# WHAT YOU NEED TO DO
Starting at the line below that contains "Point to the bare", print each line through the end of the records exactly as it appears.

# Rows from a pointing dataset
****************************************
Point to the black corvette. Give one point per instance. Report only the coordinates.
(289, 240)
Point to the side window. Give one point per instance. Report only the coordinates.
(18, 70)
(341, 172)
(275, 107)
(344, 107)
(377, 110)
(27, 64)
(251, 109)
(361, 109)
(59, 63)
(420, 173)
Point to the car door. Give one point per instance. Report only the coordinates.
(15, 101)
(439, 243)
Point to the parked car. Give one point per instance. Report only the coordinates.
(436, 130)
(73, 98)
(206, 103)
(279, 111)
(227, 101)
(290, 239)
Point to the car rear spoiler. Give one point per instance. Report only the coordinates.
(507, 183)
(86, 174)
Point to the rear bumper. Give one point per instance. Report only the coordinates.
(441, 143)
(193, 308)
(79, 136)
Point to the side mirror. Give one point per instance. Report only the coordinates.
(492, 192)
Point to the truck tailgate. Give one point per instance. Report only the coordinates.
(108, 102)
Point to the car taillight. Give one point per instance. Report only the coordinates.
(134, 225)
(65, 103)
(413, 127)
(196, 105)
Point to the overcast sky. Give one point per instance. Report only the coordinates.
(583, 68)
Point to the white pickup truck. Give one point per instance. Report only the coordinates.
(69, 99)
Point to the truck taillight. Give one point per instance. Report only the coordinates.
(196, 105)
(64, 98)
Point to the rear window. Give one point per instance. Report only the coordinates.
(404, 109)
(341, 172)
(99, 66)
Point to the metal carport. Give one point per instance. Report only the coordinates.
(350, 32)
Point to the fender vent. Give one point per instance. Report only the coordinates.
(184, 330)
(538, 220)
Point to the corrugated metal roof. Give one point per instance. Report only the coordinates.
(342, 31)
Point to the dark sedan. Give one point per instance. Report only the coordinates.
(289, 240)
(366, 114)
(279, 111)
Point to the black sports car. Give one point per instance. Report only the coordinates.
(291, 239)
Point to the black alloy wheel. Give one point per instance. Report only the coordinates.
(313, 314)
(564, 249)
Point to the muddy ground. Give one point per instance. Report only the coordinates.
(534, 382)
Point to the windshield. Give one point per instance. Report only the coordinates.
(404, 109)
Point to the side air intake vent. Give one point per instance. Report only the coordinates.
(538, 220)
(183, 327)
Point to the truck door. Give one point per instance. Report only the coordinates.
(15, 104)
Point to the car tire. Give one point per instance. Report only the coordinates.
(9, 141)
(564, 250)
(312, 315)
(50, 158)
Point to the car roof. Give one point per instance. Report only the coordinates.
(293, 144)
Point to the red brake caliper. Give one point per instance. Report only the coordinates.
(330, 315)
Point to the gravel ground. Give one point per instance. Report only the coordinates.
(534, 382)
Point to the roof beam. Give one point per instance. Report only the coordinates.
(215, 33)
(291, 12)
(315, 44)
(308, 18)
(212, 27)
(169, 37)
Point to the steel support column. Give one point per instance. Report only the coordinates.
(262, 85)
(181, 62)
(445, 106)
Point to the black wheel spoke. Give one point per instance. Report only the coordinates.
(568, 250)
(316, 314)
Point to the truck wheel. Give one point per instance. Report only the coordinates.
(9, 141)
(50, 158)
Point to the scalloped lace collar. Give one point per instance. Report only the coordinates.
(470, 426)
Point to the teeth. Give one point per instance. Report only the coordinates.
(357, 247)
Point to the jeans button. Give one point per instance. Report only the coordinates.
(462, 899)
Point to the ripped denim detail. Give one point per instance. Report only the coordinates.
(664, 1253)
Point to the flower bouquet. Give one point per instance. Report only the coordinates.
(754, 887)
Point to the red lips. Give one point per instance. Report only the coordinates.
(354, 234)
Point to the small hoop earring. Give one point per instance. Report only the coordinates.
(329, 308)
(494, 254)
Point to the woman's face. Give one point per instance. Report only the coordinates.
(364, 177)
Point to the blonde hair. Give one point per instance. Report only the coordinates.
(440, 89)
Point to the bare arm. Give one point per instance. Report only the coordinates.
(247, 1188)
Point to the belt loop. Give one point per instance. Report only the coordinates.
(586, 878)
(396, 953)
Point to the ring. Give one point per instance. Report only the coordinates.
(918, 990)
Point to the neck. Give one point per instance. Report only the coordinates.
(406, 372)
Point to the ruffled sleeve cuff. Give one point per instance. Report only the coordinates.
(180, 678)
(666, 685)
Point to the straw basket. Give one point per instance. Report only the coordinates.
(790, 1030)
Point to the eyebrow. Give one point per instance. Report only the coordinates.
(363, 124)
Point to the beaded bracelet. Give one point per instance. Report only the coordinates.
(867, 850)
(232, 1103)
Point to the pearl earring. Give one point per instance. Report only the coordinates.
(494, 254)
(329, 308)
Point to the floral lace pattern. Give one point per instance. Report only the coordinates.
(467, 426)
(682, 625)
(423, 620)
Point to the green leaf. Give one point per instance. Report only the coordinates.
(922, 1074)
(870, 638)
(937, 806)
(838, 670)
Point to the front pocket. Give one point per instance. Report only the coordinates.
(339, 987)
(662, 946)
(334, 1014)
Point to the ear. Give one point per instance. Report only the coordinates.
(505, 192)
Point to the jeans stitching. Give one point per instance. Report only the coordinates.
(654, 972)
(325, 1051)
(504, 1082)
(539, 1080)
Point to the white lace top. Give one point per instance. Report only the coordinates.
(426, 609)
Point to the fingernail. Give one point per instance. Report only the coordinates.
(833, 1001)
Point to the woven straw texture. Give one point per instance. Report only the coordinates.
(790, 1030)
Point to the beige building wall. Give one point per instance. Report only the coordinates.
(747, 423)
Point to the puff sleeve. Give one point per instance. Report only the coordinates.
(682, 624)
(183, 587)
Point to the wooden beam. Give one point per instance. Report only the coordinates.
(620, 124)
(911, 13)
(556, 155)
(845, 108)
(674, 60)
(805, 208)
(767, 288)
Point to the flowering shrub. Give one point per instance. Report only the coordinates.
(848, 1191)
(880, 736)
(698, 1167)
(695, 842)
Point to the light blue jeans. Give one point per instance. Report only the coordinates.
****************************************
# EXERCISE OUTPUT
Point to the bare arm. Give one point per instance. Report only the coordinates.
(247, 1188)
Point to the belt loop. Give one point per instance. Report only the coordinates.
(586, 878)
(396, 953)
Point to the ring. Give one point per instance. Report only the coordinates.
(918, 990)
Point to the neck. Give one point per instance. Report only the coordinates.
(406, 372)
Point to the ruffled sleeve cuff. Give one point per instance. Report only the coordinates.
(180, 678)
(666, 685)
Point to the straw basket. Give one point per instance. Report only the coordinates.
(790, 1030)
Point to the eyebrow. Give one point per instance. Report only the coordinates.
(363, 124)
Point to the beaded bracelet. Give one point per instance. Report only the coordinates.
(867, 850)
(232, 1103)
Point to the pearl earring. Give one point per instance. Report only the coordinates.
(494, 254)
(329, 308)
Point to the floral lace pattern. Give one point per instance. Report only the coordinates.
(467, 426)
(682, 625)
(423, 620)
Point to the green leaf. Give one point per instance. Report only the coordinates.
(922, 1074)
(870, 638)
(937, 806)
(838, 670)
Point to the front pocket. Give one point per instance. Report only the coordinates.
(339, 987)
(662, 946)
(334, 1014)
Point to the ear. Give one point per instance. Report only the coordinates.
(505, 192)
Point to the jeans stitching. Give one point per instance. Report only the coordinates.
(654, 972)
(325, 1051)
(504, 1082)
(539, 1080)
Point to the white lace top. Give one point per instance. Report only the coordinates.
(426, 609)
Point to the fingernail. Give one point per instance. Report only the coordinates.
(833, 1001)
Point to the woven straw texture. Give one point per instance. Report only the coordinates.
(790, 1030)
Point to the beige building wall. Give one point per instance. Report only the coordinates.
(747, 423)
Point to the puff sleeve. Give one point per instance. Report only the coordinates.
(682, 624)
(183, 587)
Point to the wooden beam. Give one point per instance. Report only the coordinates.
(620, 124)
(911, 13)
(556, 155)
(845, 108)
(674, 60)
(805, 208)
(767, 288)
Point to the flowering shrub. Give one point per instance. Report only the coordinates.
(848, 1191)
(880, 736)
(698, 1167)
(695, 842)
Point to the light blue jeans. Give one point per instance. Report only the coordinates.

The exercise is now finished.